→ Text to read:
#####

Mugen Spirit

Origins

起源


"A love letter from Kentucky to Japan."

夢幻

Born in Tokyo.
Raised in Bourbon Country.

Kojin Tashiro, founder of Mugen Spirit

Kojin Tashiro — Co-Founder, Mugen Spirit

Kojin Tashiro was born in Tokyo and attended school in both Tokyo and the Louisville metro area, growing up across the Ohio River from Louisville in New Albany, Indiana — the beating heart of American bourbon country. He straddled two cultures from the start: the precision and reverence of Japanese craft on one side, the warmth and audacity of Kentucky whiskey on the other. To this day, Kojin stays frequently with his family in the Kichijoji area of Tokyo, where his grandmother lives — one of the first Fulbright scholars from Japan to the United States.

For years, those two worlds existed in parallel — never quite touching. Kojin built a life as a music producer, a creative force in Louisville's hip-hop scene, a radio host, a coffee entrepreneur. His grandmother's legacy as a Fulbright pioneer — bridging Japanese and American academic traditions — ran quietly beneath everything he did. But beneath every project ran a deeper question: how do you honor a heritage you carry in your blood when you've spent your life moving between two countries, two languages, two ways of seeing the world?

The answer, when it finally came, arrived in the form of a barrel.

"I wanted to create something where I could belong culturally — where my Japanese heritage and my Kentucky home weren't separate chapters, but the same story."

Mugen 夢幻

Dreams. Illusions. The Infinite.

Mugen Spirit began with a conviction: that Kentucky bourbon and Japanese artistry share a deeper kinship than geography would suggest. Both traditions demand patience. Both revere the transformation of raw materials into something transcendent. Both understand that the finest things emerge from discipline, not haste.

#####

Records from a data collection:
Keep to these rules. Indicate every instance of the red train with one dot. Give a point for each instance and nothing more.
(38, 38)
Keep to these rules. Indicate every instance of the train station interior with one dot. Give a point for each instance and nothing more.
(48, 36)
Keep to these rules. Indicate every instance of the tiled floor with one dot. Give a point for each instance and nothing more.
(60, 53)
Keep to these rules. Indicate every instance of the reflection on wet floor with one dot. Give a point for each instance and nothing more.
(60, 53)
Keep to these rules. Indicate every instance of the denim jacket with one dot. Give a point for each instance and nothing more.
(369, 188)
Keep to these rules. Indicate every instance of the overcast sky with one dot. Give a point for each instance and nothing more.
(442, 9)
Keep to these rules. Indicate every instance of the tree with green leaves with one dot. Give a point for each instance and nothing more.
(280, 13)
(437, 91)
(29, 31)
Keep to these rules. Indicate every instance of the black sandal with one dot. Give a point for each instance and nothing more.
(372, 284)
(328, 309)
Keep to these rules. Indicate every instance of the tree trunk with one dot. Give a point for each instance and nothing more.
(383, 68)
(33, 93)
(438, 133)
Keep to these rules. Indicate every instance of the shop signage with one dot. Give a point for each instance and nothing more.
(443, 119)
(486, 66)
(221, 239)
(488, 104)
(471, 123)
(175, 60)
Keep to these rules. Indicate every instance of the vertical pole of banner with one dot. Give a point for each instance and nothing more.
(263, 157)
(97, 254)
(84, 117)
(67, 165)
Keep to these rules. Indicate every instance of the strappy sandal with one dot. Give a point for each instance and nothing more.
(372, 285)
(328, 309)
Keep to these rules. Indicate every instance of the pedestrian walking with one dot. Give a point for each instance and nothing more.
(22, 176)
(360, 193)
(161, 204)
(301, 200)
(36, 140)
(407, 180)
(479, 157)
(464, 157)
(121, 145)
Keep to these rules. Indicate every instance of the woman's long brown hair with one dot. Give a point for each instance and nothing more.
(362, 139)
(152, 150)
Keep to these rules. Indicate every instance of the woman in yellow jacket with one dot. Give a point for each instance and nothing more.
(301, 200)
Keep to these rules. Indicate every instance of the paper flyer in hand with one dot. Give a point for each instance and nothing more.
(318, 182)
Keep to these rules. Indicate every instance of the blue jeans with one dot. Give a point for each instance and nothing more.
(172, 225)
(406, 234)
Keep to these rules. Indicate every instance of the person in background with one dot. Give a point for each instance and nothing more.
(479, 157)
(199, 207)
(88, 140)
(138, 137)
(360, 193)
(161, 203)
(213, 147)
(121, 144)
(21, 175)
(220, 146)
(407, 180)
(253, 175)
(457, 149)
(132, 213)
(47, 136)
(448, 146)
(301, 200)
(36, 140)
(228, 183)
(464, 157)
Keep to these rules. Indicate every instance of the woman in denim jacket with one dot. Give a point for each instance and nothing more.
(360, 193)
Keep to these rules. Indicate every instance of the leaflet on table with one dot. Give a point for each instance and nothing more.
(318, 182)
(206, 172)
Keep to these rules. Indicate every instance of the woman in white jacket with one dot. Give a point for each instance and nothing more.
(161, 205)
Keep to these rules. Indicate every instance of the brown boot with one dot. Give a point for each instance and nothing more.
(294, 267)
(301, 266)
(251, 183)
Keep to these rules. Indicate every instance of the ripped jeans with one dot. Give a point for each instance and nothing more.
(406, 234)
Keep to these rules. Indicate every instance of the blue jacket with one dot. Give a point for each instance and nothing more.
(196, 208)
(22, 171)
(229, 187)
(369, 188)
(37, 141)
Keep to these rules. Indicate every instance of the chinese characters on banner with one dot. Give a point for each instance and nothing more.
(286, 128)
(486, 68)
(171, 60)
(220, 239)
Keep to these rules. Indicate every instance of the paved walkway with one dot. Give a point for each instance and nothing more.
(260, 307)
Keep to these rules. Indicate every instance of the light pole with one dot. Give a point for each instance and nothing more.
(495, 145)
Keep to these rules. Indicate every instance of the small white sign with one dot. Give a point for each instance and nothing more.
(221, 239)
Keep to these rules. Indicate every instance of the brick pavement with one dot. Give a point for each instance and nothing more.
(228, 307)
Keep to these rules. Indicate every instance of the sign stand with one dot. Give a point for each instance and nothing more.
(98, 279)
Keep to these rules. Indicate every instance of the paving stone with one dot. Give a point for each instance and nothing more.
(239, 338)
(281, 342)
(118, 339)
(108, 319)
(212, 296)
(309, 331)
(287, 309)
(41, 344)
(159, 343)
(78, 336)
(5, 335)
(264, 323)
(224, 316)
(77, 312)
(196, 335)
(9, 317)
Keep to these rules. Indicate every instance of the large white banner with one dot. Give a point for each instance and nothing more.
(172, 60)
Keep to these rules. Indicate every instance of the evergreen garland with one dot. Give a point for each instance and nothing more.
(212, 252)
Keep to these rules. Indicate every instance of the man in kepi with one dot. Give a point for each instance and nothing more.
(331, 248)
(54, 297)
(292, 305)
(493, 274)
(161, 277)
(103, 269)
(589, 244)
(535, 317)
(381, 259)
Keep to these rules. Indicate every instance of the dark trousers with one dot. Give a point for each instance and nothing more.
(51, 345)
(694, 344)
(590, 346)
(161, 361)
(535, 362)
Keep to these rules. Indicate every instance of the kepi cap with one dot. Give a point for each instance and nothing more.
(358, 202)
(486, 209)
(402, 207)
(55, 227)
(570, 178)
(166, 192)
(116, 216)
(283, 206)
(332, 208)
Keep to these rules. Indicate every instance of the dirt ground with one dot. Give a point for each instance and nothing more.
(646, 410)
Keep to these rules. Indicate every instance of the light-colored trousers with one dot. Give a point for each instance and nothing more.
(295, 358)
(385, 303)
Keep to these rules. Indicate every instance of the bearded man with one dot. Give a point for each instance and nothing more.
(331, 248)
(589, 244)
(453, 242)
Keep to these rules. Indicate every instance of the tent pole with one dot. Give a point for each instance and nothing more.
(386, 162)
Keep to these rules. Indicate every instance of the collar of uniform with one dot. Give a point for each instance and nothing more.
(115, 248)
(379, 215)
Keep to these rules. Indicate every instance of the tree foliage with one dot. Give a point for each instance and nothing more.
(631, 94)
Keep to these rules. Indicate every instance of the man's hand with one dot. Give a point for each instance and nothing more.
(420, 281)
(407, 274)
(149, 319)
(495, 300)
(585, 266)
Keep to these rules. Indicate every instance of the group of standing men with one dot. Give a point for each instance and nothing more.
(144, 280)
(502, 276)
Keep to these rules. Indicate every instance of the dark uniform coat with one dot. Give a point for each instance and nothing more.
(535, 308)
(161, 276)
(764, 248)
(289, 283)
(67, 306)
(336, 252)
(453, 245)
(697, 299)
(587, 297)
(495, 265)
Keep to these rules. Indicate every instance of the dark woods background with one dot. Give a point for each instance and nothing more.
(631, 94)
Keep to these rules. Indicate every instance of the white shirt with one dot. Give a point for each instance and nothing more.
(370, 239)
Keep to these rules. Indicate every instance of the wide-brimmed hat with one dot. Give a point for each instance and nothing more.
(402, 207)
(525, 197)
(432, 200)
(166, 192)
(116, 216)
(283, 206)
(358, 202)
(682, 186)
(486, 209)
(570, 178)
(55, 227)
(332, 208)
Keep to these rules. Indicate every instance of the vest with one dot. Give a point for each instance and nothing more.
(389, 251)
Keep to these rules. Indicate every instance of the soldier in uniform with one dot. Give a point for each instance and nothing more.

#####

→ Required work:
1 – From the Mugen Spirit origins text, set down the passage from "Mugen Spirit began" up to and including "discipline, not haste.".
2 – Answer these questions using the Mugen Spirit origins text:
(a) In what town did Kojin Tashiro grow up?
(b) In what area of Tokyo does his grandmother live?
(c) What three meanings are given for the word Mugen?

→ Correct answers:
1 –
Mugen Spirit began with a conviction: that Kentucky bourbon and Japanese artistry share a deeper kinship than geography would suggest. Both traditions demand patience. Both revere the transformation of raw materials into something transcendent. Both understand that the finest things emerge from discipline, not haste.

2 –
(a) New Albany, Indiana
(b) The Kichijoji area
(c) Dreams, illusions, and the infinite